[Brief A]: Please show every line of the listing below that contains the string "returned".
━━━ Document segment ━━━
Johann August Nahl (22 August 1710 – 22 October 1781) was a German sculptor and plasterer.

He was born in Berlin. He was first taught by his father, Johann Samuel Nahl (1664-1727), who had been court sculptor of Frederic I since 1704. At the age of 18, Nahl undertook a journey via Sigmaringen and Bern to Strasbourg, where he worked for Robert Le Lorrain. In 1731, he went to Paris, then in 1734, to Rome, 1735 to Schaffhausen and then back to Strasbourg. Here he initially worked for the French royal steward François Klinglin and then later on the bishop's palace of Armand-Gaston de Rohan-Soubise. In 1736, he earned citizenship in Strasbourg.

Nahl is the author of the brass made in honour of Maria Magdalena Langhans, a clergyman's wife who died giving birth, in the church Hindelbank in the Ber Canton - this brass was one of the most admired in the 18th century. Regarding this, Johann Wolfgang Goethe wrote the following to Charlotte von Stein on 20 October 1779:In order to hear about the tomb of the clergymen in the Hindelbank you will have to have patience, for I have much to tell on, about and for it. It is a subject about which one could read many a long chapter. I wish I were able to write everything down right now. I have heard so much about it and consumed it, so to speak. People readily speak with firm enthusiasm about such things, and nobody looks at what the artist has done, or indeed wanted to do.

Nahl died in 1781 in Kassel.

==Personal life==
His great-grandsons were the half-brothers Charles Christian Nahl and Hugo Wilhelm Arthur Nahl, painters of the American Old West.
━━━ Supplied records ━━━
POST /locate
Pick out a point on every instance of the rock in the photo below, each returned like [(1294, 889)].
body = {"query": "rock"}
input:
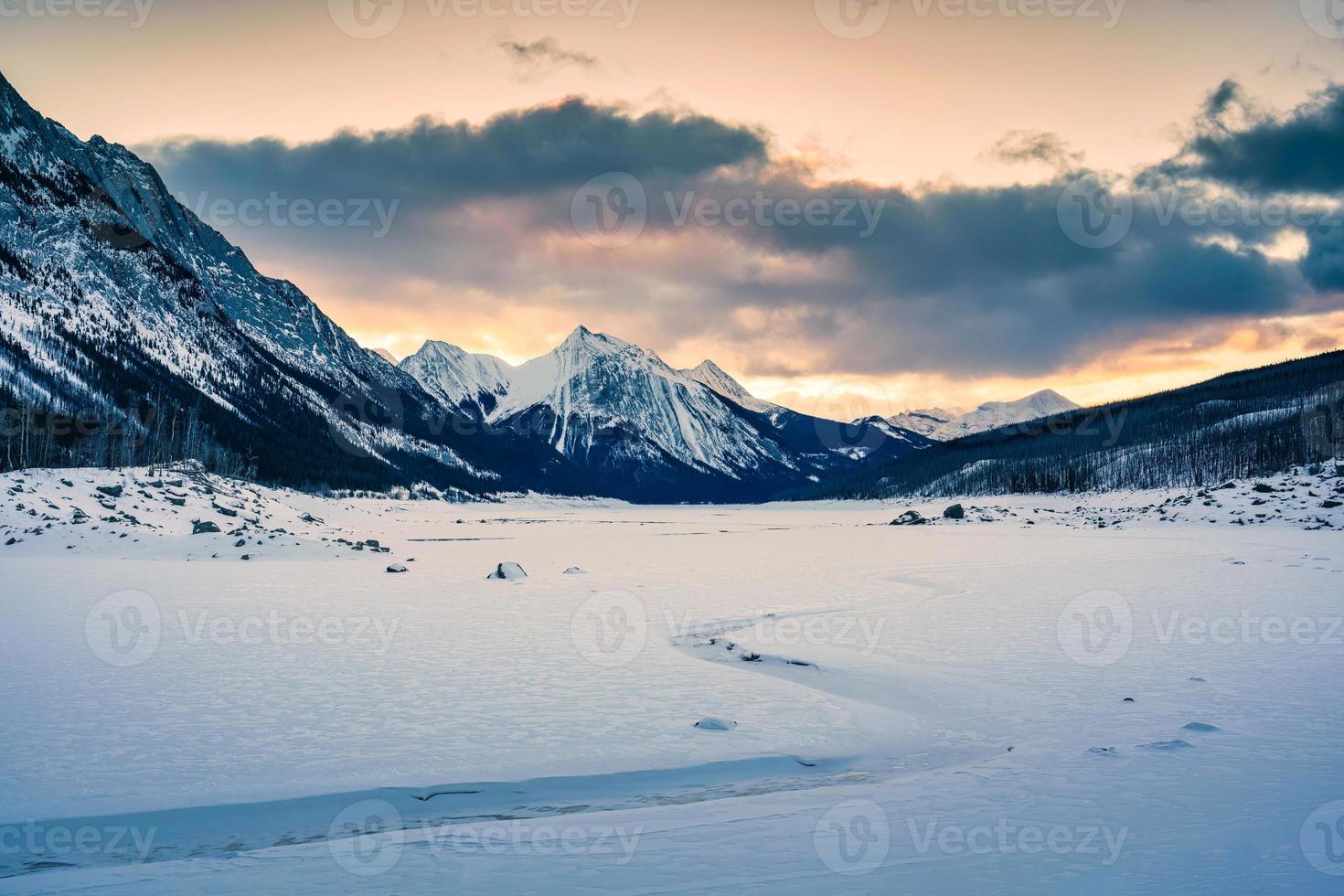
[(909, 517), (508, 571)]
━━━
━━━ Supplied records ━━━
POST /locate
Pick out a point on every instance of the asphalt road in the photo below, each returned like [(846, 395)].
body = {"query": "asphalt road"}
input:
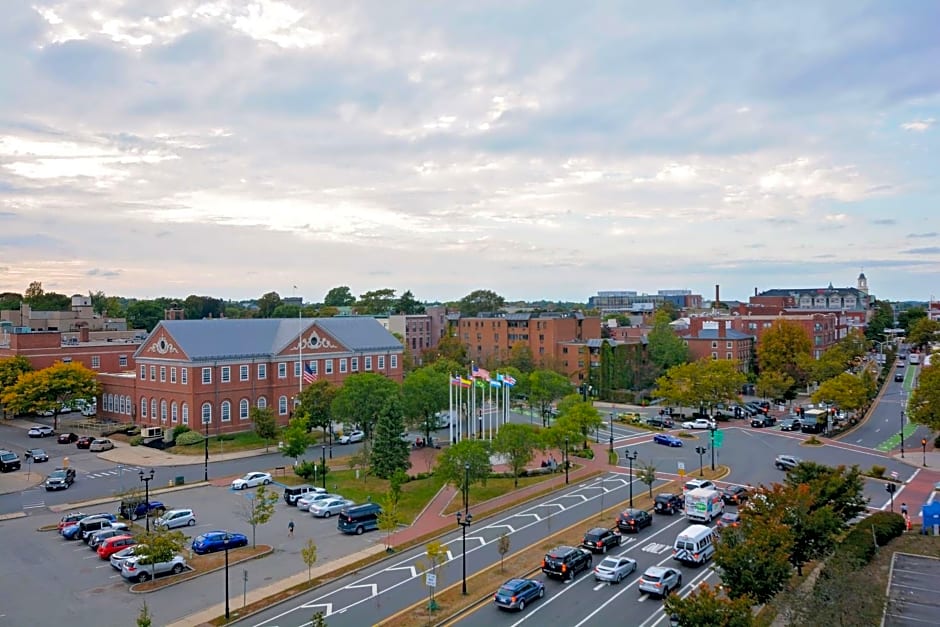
━━━
[Brief B]: According to the Nahl biography above, in which year did Nahl earn citizenship in Strasbourg?

[Result A]:
Pick out a point on every instance of the rock in the photo below, each returned like [(1294, 889)].
Pick out a point on every instance of the asphalt road in the photo below, each returned like [(846, 395)].

[Result B]: 1736